Records for this task:
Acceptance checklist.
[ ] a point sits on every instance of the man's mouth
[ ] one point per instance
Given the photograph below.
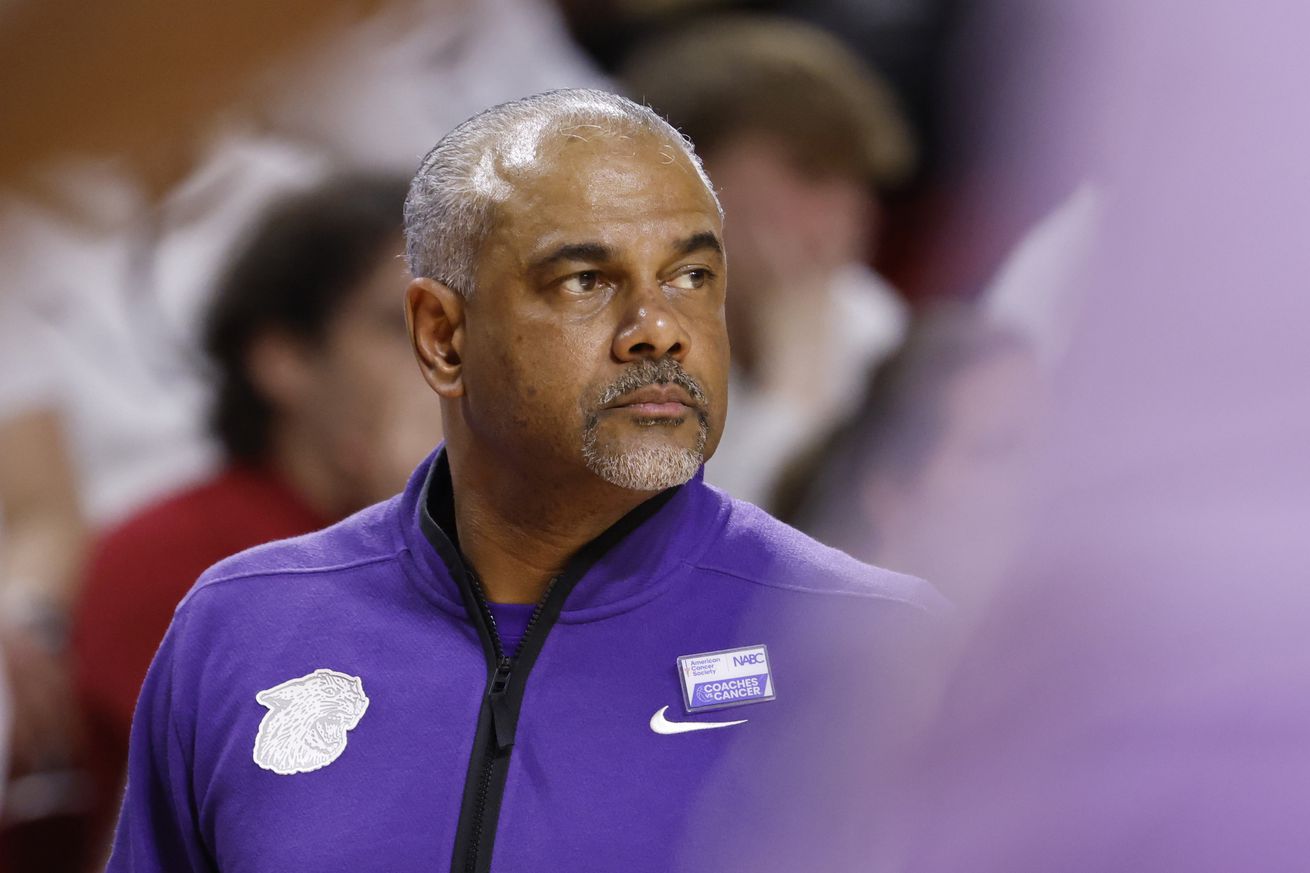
(656, 401)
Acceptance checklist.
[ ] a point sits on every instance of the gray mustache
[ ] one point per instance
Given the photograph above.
(653, 372)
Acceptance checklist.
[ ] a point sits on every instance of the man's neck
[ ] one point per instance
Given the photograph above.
(519, 532)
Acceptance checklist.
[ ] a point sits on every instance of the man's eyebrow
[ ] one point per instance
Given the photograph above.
(697, 241)
(592, 252)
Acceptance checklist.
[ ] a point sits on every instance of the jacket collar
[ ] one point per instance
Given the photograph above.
(642, 549)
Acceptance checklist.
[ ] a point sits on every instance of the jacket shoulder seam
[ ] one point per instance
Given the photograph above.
(206, 583)
(801, 589)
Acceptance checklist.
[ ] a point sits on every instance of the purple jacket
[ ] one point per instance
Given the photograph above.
(339, 701)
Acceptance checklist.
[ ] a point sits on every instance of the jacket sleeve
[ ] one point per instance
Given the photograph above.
(157, 827)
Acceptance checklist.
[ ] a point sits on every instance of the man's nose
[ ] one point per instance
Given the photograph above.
(651, 329)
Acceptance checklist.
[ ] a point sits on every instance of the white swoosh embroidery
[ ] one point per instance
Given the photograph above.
(662, 725)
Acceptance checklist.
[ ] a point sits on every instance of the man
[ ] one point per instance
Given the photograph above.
(803, 140)
(305, 340)
(505, 667)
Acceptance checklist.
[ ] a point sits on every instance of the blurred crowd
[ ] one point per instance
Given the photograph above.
(202, 345)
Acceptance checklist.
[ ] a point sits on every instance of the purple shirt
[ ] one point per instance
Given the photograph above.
(326, 703)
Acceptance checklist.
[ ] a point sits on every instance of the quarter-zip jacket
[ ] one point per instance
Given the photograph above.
(431, 749)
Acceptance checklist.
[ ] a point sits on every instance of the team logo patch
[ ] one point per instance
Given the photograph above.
(729, 678)
(307, 721)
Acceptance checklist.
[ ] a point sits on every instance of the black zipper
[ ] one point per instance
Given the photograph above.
(503, 720)
(507, 675)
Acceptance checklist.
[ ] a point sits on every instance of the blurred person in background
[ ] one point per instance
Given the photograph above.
(799, 138)
(933, 472)
(42, 539)
(169, 164)
(308, 345)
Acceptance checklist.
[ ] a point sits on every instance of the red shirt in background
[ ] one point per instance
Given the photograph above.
(138, 573)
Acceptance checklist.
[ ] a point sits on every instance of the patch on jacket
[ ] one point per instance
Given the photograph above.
(307, 721)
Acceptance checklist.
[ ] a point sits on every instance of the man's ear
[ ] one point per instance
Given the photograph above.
(434, 315)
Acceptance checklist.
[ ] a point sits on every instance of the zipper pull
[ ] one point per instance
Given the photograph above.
(503, 718)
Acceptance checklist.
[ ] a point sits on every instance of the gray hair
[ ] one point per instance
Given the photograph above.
(451, 205)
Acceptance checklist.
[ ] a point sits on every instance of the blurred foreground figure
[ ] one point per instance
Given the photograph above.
(1136, 699)
(307, 341)
(798, 138)
(558, 648)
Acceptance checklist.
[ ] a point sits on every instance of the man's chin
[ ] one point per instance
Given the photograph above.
(643, 465)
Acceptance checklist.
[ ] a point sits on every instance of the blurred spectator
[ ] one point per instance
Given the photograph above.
(933, 475)
(379, 93)
(41, 549)
(798, 136)
(307, 336)
(112, 260)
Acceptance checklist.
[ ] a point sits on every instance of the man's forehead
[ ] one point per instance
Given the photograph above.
(584, 167)
(599, 186)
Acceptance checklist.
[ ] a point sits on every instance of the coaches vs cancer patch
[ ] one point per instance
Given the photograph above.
(729, 678)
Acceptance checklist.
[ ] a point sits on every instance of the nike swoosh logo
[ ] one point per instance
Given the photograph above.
(662, 725)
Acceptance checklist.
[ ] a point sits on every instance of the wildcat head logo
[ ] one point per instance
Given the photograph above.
(307, 721)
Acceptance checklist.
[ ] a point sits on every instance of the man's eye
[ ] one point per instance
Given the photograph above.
(691, 281)
(582, 282)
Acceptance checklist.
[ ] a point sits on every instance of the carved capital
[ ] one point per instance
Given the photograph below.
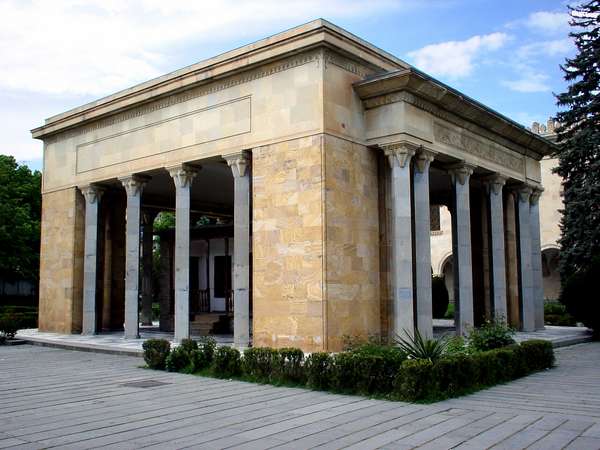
(134, 184)
(494, 183)
(239, 163)
(460, 172)
(524, 192)
(92, 192)
(423, 159)
(535, 195)
(183, 174)
(399, 152)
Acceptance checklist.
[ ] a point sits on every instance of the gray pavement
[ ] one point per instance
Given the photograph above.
(55, 398)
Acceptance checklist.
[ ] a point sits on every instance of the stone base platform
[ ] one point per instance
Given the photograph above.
(106, 342)
(113, 342)
(559, 336)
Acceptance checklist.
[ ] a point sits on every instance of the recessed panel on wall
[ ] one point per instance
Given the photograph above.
(166, 134)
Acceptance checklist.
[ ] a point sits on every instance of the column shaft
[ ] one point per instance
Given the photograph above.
(403, 321)
(525, 267)
(497, 251)
(134, 186)
(536, 260)
(423, 244)
(239, 164)
(147, 230)
(461, 243)
(92, 196)
(183, 176)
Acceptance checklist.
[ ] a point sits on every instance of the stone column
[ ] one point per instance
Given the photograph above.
(494, 186)
(524, 251)
(461, 247)
(92, 196)
(240, 167)
(423, 242)
(399, 156)
(147, 243)
(134, 185)
(512, 265)
(536, 259)
(183, 175)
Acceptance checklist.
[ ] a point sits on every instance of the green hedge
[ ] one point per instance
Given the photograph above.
(370, 370)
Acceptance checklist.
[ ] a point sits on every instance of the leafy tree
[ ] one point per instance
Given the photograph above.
(579, 143)
(20, 212)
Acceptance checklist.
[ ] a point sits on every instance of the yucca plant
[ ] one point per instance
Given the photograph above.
(417, 347)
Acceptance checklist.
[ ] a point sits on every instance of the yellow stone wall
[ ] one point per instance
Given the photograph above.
(352, 241)
(61, 261)
(287, 244)
(315, 243)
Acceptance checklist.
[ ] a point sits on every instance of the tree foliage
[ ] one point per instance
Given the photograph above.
(579, 143)
(20, 212)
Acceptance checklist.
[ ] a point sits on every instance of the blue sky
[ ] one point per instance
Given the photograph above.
(60, 54)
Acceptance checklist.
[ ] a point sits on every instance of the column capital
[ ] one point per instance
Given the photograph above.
(92, 192)
(399, 152)
(134, 184)
(535, 195)
(423, 159)
(183, 174)
(494, 183)
(460, 172)
(239, 162)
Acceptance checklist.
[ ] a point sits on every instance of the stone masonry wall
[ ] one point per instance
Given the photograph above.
(61, 261)
(288, 244)
(352, 241)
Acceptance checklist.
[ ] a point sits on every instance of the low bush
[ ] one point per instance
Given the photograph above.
(227, 362)
(260, 363)
(156, 352)
(492, 334)
(318, 368)
(179, 360)
(289, 367)
(414, 380)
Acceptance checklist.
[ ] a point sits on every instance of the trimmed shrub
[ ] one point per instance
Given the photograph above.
(537, 354)
(260, 362)
(491, 335)
(415, 380)
(227, 362)
(179, 360)
(318, 368)
(455, 374)
(289, 366)
(156, 352)
(440, 297)
(189, 345)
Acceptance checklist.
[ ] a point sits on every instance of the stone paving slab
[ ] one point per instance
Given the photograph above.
(55, 398)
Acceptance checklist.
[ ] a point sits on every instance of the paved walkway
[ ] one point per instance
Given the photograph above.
(69, 399)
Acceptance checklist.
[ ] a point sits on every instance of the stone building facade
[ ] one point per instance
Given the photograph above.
(550, 205)
(325, 153)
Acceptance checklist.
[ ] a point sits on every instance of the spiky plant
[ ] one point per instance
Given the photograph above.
(417, 347)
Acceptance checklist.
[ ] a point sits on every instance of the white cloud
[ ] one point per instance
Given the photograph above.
(94, 47)
(456, 59)
(531, 82)
(548, 22)
(557, 47)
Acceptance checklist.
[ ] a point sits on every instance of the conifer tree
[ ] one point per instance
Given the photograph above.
(579, 143)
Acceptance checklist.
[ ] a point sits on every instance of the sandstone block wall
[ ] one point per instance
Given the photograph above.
(61, 261)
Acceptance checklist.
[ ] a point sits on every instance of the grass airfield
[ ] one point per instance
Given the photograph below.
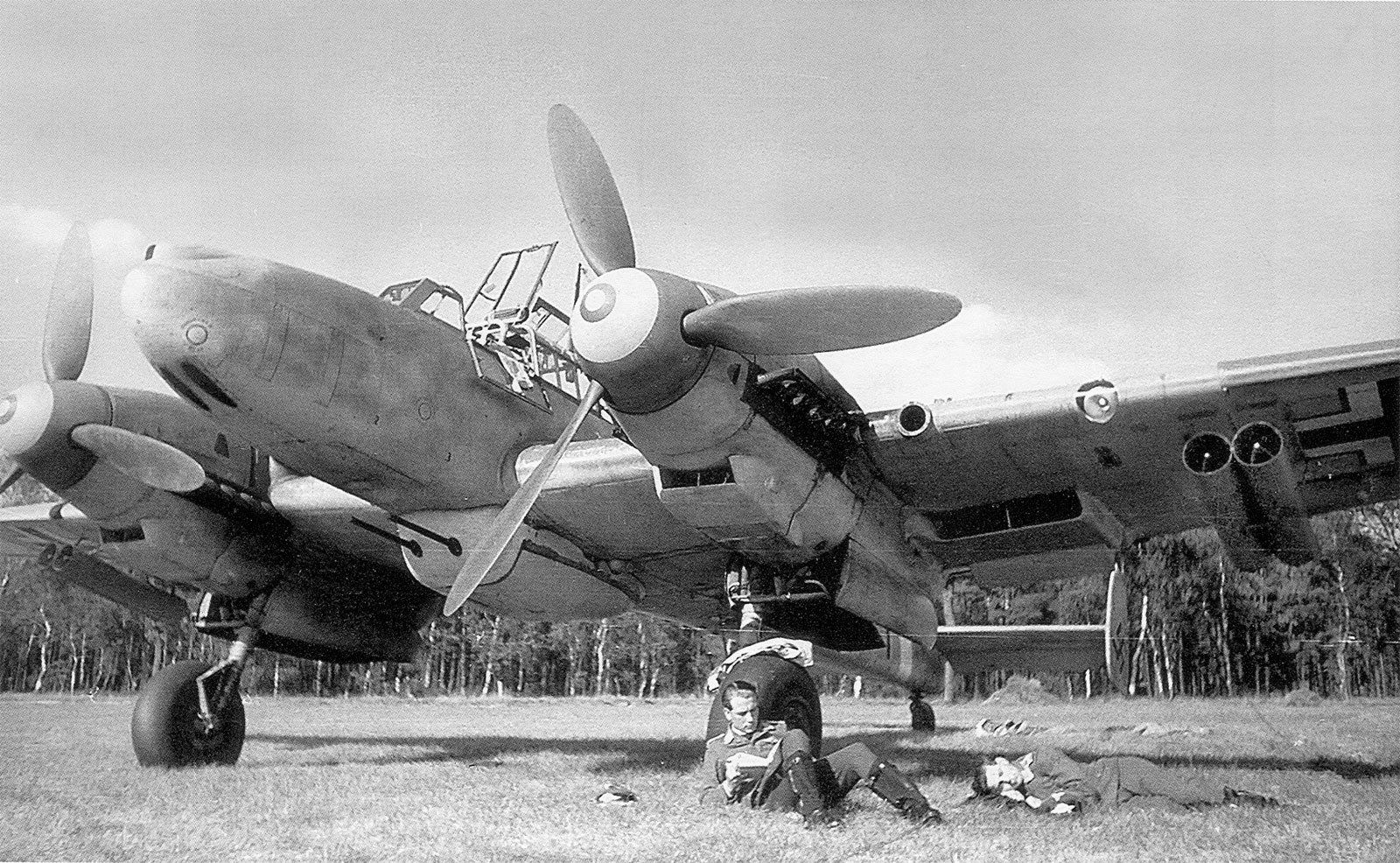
(514, 779)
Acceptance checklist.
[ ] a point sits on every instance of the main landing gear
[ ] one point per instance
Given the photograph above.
(191, 713)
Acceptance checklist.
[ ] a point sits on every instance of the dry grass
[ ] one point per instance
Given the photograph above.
(515, 779)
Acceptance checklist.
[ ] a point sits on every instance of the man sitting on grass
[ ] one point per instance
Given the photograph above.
(1047, 781)
(772, 767)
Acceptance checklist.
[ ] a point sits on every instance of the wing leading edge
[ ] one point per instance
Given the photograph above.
(1250, 449)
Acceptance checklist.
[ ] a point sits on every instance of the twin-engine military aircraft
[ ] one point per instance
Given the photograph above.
(338, 463)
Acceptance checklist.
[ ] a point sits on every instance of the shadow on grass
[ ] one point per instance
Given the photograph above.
(620, 754)
(961, 765)
(678, 757)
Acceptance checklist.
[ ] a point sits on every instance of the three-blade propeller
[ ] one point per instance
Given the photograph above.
(67, 326)
(67, 333)
(804, 319)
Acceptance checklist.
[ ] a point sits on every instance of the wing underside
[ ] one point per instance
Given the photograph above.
(1241, 449)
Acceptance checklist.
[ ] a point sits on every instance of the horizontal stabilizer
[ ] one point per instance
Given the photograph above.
(112, 585)
(1036, 649)
(1046, 649)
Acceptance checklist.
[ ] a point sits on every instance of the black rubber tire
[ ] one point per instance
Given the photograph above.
(165, 726)
(786, 692)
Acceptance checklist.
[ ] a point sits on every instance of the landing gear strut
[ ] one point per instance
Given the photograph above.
(191, 713)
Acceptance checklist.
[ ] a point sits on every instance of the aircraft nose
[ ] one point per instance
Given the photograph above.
(24, 417)
(181, 307)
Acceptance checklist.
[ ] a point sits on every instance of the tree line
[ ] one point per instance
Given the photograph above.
(1200, 627)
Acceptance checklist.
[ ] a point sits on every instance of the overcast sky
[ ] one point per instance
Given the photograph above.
(1112, 189)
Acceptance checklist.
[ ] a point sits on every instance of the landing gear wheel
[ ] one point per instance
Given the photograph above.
(786, 692)
(167, 729)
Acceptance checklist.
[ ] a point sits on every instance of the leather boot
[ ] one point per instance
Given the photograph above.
(811, 804)
(903, 795)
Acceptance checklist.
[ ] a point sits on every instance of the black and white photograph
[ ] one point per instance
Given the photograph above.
(794, 431)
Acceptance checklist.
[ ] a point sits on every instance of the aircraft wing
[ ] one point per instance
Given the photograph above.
(1252, 447)
(69, 548)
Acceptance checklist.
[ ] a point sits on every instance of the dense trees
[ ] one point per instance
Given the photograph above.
(1210, 629)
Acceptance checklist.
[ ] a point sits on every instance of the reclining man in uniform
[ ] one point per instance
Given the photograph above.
(772, 767)
(1047, 781)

The exercise: Gather each line of the entries above that contains the string "patch" and list those lines in order.

The response:
[ ] a point sits on every instance of the team logo patch
[ ] a point sits on every instance of the patch on jacket
[ ] a point sits on every instance of the coaches vs cancer patch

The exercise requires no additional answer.